BEGIN DATASET RECORDS

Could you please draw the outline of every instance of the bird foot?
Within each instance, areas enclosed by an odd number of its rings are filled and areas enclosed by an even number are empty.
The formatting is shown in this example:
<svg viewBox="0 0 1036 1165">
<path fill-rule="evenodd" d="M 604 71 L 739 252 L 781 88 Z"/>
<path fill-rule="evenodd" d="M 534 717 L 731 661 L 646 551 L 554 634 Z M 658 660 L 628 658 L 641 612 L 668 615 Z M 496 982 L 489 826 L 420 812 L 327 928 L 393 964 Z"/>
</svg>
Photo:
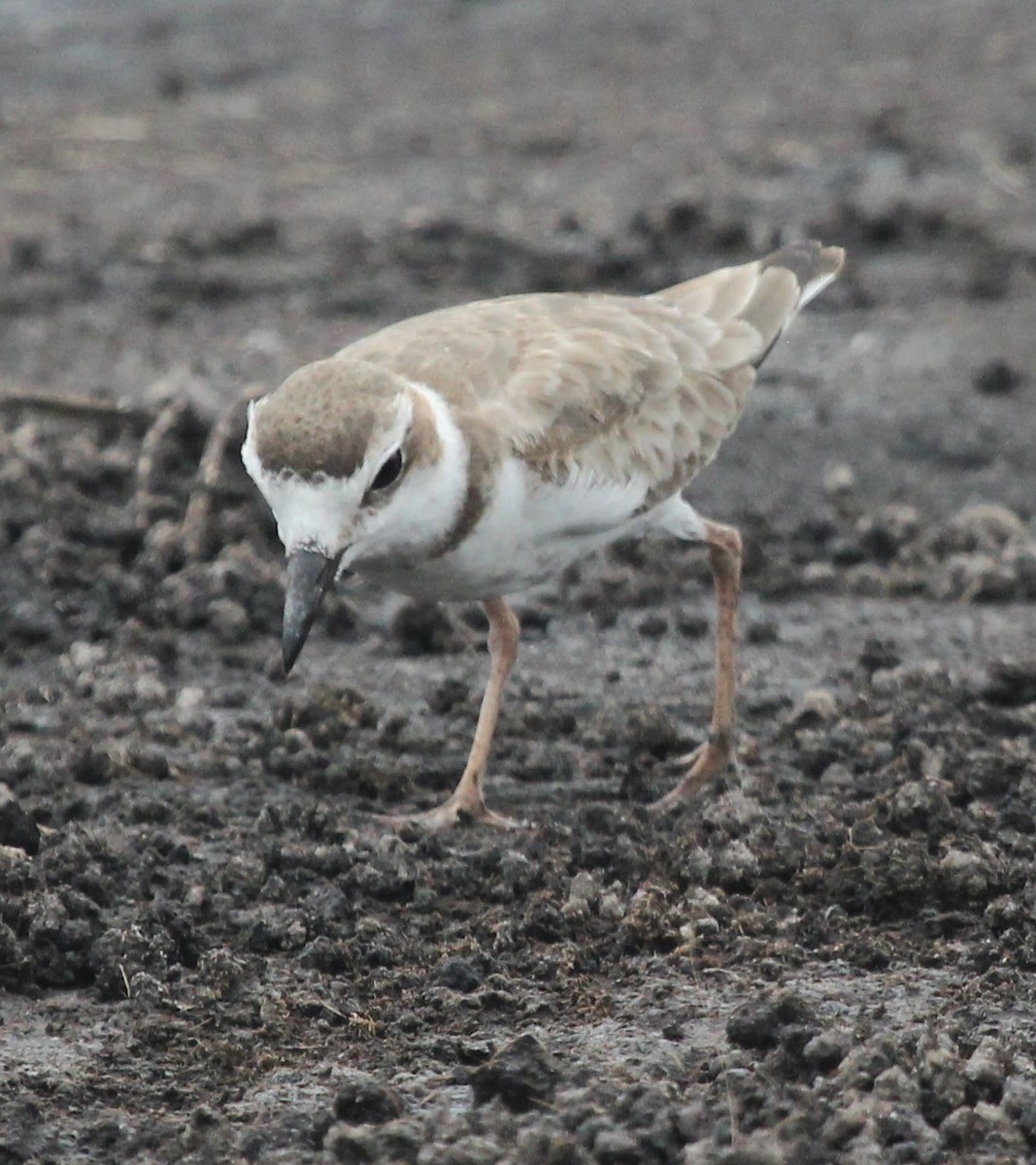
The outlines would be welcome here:
<svg viewBox="0 0 1036 1165">
<path fill-rule="evenodd" d="M 676 805 L 684 805 L 703 785 L 709 784 L 719 776 L 727 767 L 732 767 L 740 777 L 741 768 L 733 744 L 728 740 L 717 740 L 710 737 L 699 744 L 692 753 L 682 756 L 679 764 L 690 764 L 690 772 L 674 789 L 670 789 L 664 797 L 651 802 L 648 809 L 655 812 L 664 812 Z"/>
<path fill-rule="evenodd" d="M 438 833 L 454 826 L 489 825 L 494 829 L 528 829 L 526 821 L 503 817 L 486 807 L 481 797 L 453 793 L 442 805 L 421 813 L 393 813 L 382 817 L 394 829 L 417 833 Z"/>
</svg>

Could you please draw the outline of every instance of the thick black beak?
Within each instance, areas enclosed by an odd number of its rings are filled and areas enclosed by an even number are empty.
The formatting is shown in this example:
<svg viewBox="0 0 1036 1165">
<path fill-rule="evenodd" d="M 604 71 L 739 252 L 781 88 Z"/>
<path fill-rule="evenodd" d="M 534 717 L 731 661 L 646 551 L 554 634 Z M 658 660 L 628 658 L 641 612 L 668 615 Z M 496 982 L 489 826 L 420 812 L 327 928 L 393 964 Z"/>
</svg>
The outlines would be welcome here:
<svg viewBox="0 0 1036 1165">
<path fill-rule="evenodd" d="M 286 676 L 298 658 L 320 609 L 324 593 L 334 580 L 339 557 L 327 558 L 316 550 L 296 550 L 288 556 L 288 588 L 284 593 L 284 628 L 281 635 Z"/>
</svg>

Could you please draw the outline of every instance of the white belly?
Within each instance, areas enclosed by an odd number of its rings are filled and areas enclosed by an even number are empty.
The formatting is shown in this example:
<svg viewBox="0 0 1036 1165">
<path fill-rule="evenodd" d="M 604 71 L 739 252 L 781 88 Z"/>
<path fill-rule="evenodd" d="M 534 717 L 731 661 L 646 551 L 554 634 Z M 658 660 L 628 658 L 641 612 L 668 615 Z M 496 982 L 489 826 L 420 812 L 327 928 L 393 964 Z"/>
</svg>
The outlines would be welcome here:
<svg viewBox="0 0 1036 1165">
<path fill-rule="evenodd" d="M 454 550 L 352 567 L 402 594 L 464 601 L 526 591 L 618 538 L 651 529 L 700 536 L 700 520 L 678 495 L 637 514 L 644 494 L 637 481 L 545 483 L 510 460 L 494 483 L 493 501 Z"/>
</svg>

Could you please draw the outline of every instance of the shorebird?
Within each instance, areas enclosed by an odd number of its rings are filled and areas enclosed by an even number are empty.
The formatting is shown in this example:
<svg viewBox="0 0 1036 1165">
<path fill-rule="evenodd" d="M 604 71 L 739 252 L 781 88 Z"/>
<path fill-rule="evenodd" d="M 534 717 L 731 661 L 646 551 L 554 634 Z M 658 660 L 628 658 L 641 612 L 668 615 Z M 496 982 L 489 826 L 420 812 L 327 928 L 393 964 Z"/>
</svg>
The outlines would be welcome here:
<svg viewBox="0 0 1036 1165">
<path fill-rule="evenodd" d="M 716 456 L 760 362 L 838 274 L 844 252 L 798 242 L 642 297 L 534 294 L 393 324 L 306 365 L 248 411 L 245 466 L 288 557 L 290 671 L 332 581 L 357 571 L 403 594 L 480 600 L 489 678 L 443 828 L 489 810 L 484 778 L 519 621 L 505 595 L 637 535 L 704 543 L 716 585 L 709 734 L 655 805 L 734 761 L 741 538 L 683 488 Z"/>
</svg>

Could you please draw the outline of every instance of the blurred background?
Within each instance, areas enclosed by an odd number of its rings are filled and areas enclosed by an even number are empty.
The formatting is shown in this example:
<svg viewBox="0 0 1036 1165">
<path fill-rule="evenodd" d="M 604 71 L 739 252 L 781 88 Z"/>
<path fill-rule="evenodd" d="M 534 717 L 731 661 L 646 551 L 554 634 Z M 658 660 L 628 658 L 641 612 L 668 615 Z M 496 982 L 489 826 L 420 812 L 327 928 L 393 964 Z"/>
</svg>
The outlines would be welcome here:
<svg viewBox="0 0 1036 1165">
<path fill-rule="evenodd" d="M 991 403 L 1034 365 L 1034 106 L 1029 0 L 3 0 L 0 374 L 225 398 L 445 303 L 816 234 L 851 255 L 792 334 L 822 383 L 778 354 L 746 423 L 820 403 L 970 474 L 872 451 L 868 488 L 981 493 L 1034 437 Z"/>
</svg>

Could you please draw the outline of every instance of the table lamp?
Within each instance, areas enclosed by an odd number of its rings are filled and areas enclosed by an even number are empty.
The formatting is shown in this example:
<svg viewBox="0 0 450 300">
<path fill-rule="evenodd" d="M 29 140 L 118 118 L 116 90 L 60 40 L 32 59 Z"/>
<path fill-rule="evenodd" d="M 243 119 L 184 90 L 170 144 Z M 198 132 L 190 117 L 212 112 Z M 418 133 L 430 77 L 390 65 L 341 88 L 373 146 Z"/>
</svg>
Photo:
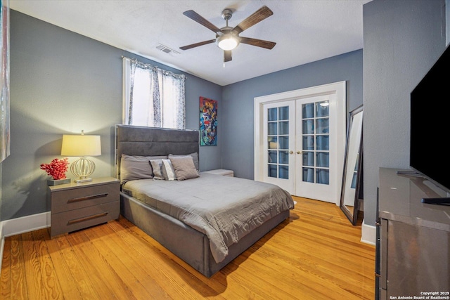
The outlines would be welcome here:
<svg viewBox="0 0 450 300">
<path fill-rule="evenodd" d="M 70 171 L 76 177 L 75 181 L 92 181 L 89 176 L 96 169 L 96 164 L 86 157 L 101 155 L 100 136 L 84 135 L 84 131 L 81 135 L 63 135 L 61 155 L 81 157 L 70 166 Z"/>
</svg>

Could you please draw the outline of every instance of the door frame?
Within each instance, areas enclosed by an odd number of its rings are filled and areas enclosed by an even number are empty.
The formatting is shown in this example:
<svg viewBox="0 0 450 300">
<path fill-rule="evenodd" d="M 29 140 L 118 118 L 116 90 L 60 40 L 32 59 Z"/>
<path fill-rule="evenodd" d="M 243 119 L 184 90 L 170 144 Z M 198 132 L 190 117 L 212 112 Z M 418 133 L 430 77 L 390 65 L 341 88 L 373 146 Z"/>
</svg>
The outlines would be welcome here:
<svg viewBox="0 0 450 300">
<path fill-rule="evenodd" d="M 262 168 L 264 166 L 263 161 L 264 155 L 260 155 L 261 150 L 264 148 L 262 145 L 263 138 L 262 138 L 261 133 L 264 129 L 263 124 L 263 106 L 265 104 L 271 103 L 277 103 L 287 101 L 290 100 L 296 100 L 302 98 L 310 98 L 321 95 L 334 94 L 335 100 L 330 103 L 333 105 L 330 108 L 336 111 L 336 120 L 330 126 L 335 126 L 336 138 L 338 147 L 335 152 L 335 161 L 337 162 L 336 178 L 334 193 L 332 197 L 333 202 L 336 205 L 339 205 L 340 200 L 340 189 L 342 181 L 342 172 L 344 168 L 344 153 L 345 152 L 345 136 L 346 136 L 346 124 L 347 124 L 347 96 L 346 96 L 346 82 L 339 81 L 331 84 L 323 84 L 321 86 L 312 86 L 309 88 L 301 89 L 295 91 L 285 91 L 282 93 L 274 93 L 271 95 L 255 97 L 253 99 L 253 116 L 254 116 L 254 138 L 253 138 L 253 159 L 254 159 L 254 178 L 255 181 L 262 181 L 263 173 Z"/>
</svg>

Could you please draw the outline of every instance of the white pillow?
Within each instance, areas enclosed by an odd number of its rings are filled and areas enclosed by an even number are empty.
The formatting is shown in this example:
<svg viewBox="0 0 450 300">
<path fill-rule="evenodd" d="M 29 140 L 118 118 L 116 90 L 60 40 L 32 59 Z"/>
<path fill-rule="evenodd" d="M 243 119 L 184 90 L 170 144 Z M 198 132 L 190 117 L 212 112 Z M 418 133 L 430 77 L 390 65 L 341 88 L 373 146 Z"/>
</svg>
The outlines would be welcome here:
<svg viewBox="0 0 450 300">
<path fill-rule="evenodd" d="M 175 171 L 174 167 L 170 162 L 170 159 L 162 159 L 162 167 L 161 167 L 162 176 L 165 180 L 176 180 Z"/>
<path fill-rule="evenodd" d="M 164 180 L 162 175 L 162 159 L 150 159 L 150 164 L 153 169 L 153 178 Z"/>
</svg>

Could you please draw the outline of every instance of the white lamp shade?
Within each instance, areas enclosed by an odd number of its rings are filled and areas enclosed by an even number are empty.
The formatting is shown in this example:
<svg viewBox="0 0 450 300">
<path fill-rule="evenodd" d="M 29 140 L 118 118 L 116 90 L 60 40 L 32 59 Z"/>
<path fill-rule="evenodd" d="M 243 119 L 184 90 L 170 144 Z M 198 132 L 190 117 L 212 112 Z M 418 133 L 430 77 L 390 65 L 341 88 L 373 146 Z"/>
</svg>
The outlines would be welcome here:
<svg viewBox="0 0 450 300">
<path fill-rule="evenodd" d="M 82 157 L 101 155 L 100 136 L 64 134 L 61 155 Z"/>
</svg>

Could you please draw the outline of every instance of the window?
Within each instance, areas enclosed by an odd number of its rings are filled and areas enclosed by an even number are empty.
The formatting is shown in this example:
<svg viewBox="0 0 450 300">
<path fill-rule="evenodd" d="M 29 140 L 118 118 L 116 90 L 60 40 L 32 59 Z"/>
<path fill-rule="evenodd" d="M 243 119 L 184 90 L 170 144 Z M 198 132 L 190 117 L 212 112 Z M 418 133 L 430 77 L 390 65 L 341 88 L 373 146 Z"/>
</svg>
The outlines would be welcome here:
<svg viewBox="0 0 450 300">
<path fill-rule="evenodd" d="M 186 76 L 124 58 L 123 124 L 186 129 Z"/>
</svg>

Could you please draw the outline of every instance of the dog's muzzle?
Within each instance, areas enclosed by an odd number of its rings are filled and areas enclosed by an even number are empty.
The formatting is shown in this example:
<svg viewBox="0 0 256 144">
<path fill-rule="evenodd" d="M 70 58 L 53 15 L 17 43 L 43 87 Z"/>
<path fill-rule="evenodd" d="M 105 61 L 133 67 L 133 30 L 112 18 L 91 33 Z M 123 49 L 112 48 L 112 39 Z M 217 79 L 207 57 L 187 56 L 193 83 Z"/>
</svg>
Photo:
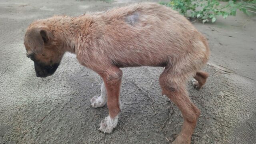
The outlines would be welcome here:
<svg viewBox="0 0 256 144">
<path fill-rule="evenodd" d="M 50 66 L 44 66 L 36 62 L 34 62 L 34 64 L 36 76 L 40 78 L 45 78 L 53 74 L 59 65 L 59 64 L 55 64 Z"/>
</svg>

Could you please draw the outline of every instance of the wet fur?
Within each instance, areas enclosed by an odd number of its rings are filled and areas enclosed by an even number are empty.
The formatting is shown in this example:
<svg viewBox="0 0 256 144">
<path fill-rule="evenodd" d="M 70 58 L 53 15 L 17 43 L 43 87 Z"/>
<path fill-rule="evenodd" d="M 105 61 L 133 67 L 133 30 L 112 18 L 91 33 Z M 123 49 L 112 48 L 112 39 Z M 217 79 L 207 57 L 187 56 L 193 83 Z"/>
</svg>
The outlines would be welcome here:
<svg viewBox="0 0 256 144">
<path fill-rule="evenodd" d="M 40 36 L 45 37 L 42 41 Z M 190 143 L 200 111 L 188 98 L 185 84 L 192 76 L 199 88 L 204 84 L 208 74 L 200 70 L 210 50 L 205 38 L 178 12 L 144 3 L 78 17 L 54 16 L 32 22 L 24 44 L 28 55 L 46 65 L 59 63 L 66 52 L 76 54 L 82 65 L 102 78 L 112 119 L 121 110 L 120 68 L 165 67 L 159 78 L 163 93 L 176 104 L 184 119 L 173 143 Z"/>
</svg>

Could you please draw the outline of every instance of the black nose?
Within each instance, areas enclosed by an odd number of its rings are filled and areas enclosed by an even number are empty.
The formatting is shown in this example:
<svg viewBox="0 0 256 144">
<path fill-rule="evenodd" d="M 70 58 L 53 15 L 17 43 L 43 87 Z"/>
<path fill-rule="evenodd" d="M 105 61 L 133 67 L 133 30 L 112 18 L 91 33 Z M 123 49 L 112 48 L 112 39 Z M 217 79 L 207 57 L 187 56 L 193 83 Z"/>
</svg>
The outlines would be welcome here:
<svg viewBox="0 0 256 144">
<path fill-rule="evenodd" d="M 36 77 L 40 78 L 45 78 L 48 76 L 48 74 L 46 74 L 43 71 L 36 71 Z"/>
<path fill-rule="evenodd" d="M 50 66 L 45 66 L 34 63 L 35 70 L 36 76 L 45 78 L 53 74 L 58 68 L 59 64 L 56 64 Z"/>
</svg>

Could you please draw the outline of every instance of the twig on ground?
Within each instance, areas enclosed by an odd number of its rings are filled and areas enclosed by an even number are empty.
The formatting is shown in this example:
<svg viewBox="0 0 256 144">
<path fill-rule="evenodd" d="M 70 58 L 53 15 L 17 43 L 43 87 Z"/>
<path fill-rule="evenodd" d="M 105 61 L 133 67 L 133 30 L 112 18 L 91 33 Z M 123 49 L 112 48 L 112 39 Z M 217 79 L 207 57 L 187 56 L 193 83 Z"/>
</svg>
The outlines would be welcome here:
<svg viewBox="0 0 256 144">
<path fill-rule="evenodd" d="M 230 126 L 228 126 L 228 125 L 226 125 L 226 124 L 219 124 L 220 125 L 222 125 L 222 126 L 226 126 L 226 127 L 229 128 L 232 128 L 232 127 L 231 127 Z"/>
</svg>

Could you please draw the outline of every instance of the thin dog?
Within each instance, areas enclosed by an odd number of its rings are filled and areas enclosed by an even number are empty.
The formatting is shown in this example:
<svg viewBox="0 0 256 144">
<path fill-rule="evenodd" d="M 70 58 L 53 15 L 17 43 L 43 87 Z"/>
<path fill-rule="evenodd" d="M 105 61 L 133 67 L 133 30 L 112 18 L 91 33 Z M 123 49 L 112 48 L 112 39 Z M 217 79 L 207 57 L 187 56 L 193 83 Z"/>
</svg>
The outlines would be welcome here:
<svg viewBox="0 0 256 144">
<path fill-rule="evenodd" d="M 210 56 L 205 38 L 178 12 L 165 6 L 142 3 L 78 17 L 56 16 L 36 20 L 27 29 L 27 56 L 36 76 L 46 77 L 58 68 L 66 52 L 102 78 L 101 95 L 94 108 L 107 104 L 108 116 L 99 129 L 109 133 L 117 125 L 122 72 L 120 68 L 165 67 L 159 78 L 163 94 L 182 112 L 184 123 L 173 144 L 189 144 L 200 110 L 186 90 L 188 78 L 199 89 L 208 74 L 201 71 Z"/>
</svg>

END DATASET RECORDS

__TASK TO CARRY OUT__
Go back to the data above and please quote exactly, and only, the lines from the line with "twig on ground?" through its last line.

__ANSWER TO THIS EXERCISE__
Could you please draw the outline of every instance of the twig on ground?
Within each instance, areas enclosed by an odd number of its rings are filled and areas enclosed by an even number are empty.
The formatting is shown in this example:
<svg viewBox="0 0 256 144">
<path fill-rule="evenodd" d="M 70 58 L 53 15 L 17 43 L 43 87 Z"/>
<path fill-rule="evenodd" d="M 105 61 L 133 67 L 133 30 L 112 18 L 91 33 Z M 123 49 L 112 48 L 112 39 Z M 217 79 L 207 57 L 187 56 L 193 83 Z"/>
</svg>
The outlines would be welcome here:
<svg viewBox="0 0 256 144">
<path fill-rule="evenodd" d="M 230 126 L 228 126 L 228 125 L 226 125 L 226 124 L 219 124 L 220 125 L 222 125 L 222 126 L 226 126 L 226 127 L 229 128 L 232 128 L 232 127 L 231 127 Z"/>
</svg>

Could you please draw the outline of every instance of the thin dog?
Within each instance, areas enclosed by an odd number of its rings are filled and areas enclosed by an even number are empty.
The formatting is shown in this example:
<svg viewBox="0 0 256 144">
<path fill-rule="evenodd" d="M 70 58 L 53 15 L 17 43 L 43 87 Z"/>
<path fill-rule="evenodd" d="M 105 61 L 133 67 L 133 30 L 112 18 L 91 33 Z M 123 49 L 112 48 L 112 39 Z M 217 79 L 207 57 L 187 56 L 193 83 Z"/>
</svg>
The outlines would be welcome here:
<svg viewBox="0 0 256 144">
<path fill-rule="evenodd" d="M 210 56 L 205 38 L 178 12 L 165 6 L 142 3 L 78 17 L 56 16 L 36 20 L 27 29 L 27 56 L 36 76 L 46 77 L 58 68 L 66 52 L 102 78 L 101 95 L 94 108 L 107 104 L 108 116 L 99 129 L 109 133 L 117 125 L 122 72 L 120 68 L 165 67 L 159 78 L 163 94 L 182 112 L 184 123 L 173 144 L 189 144 L 200 110 L 186 90 L 188 78 L 199 89 L 208 74 L 201 71 Z"/>
</svg>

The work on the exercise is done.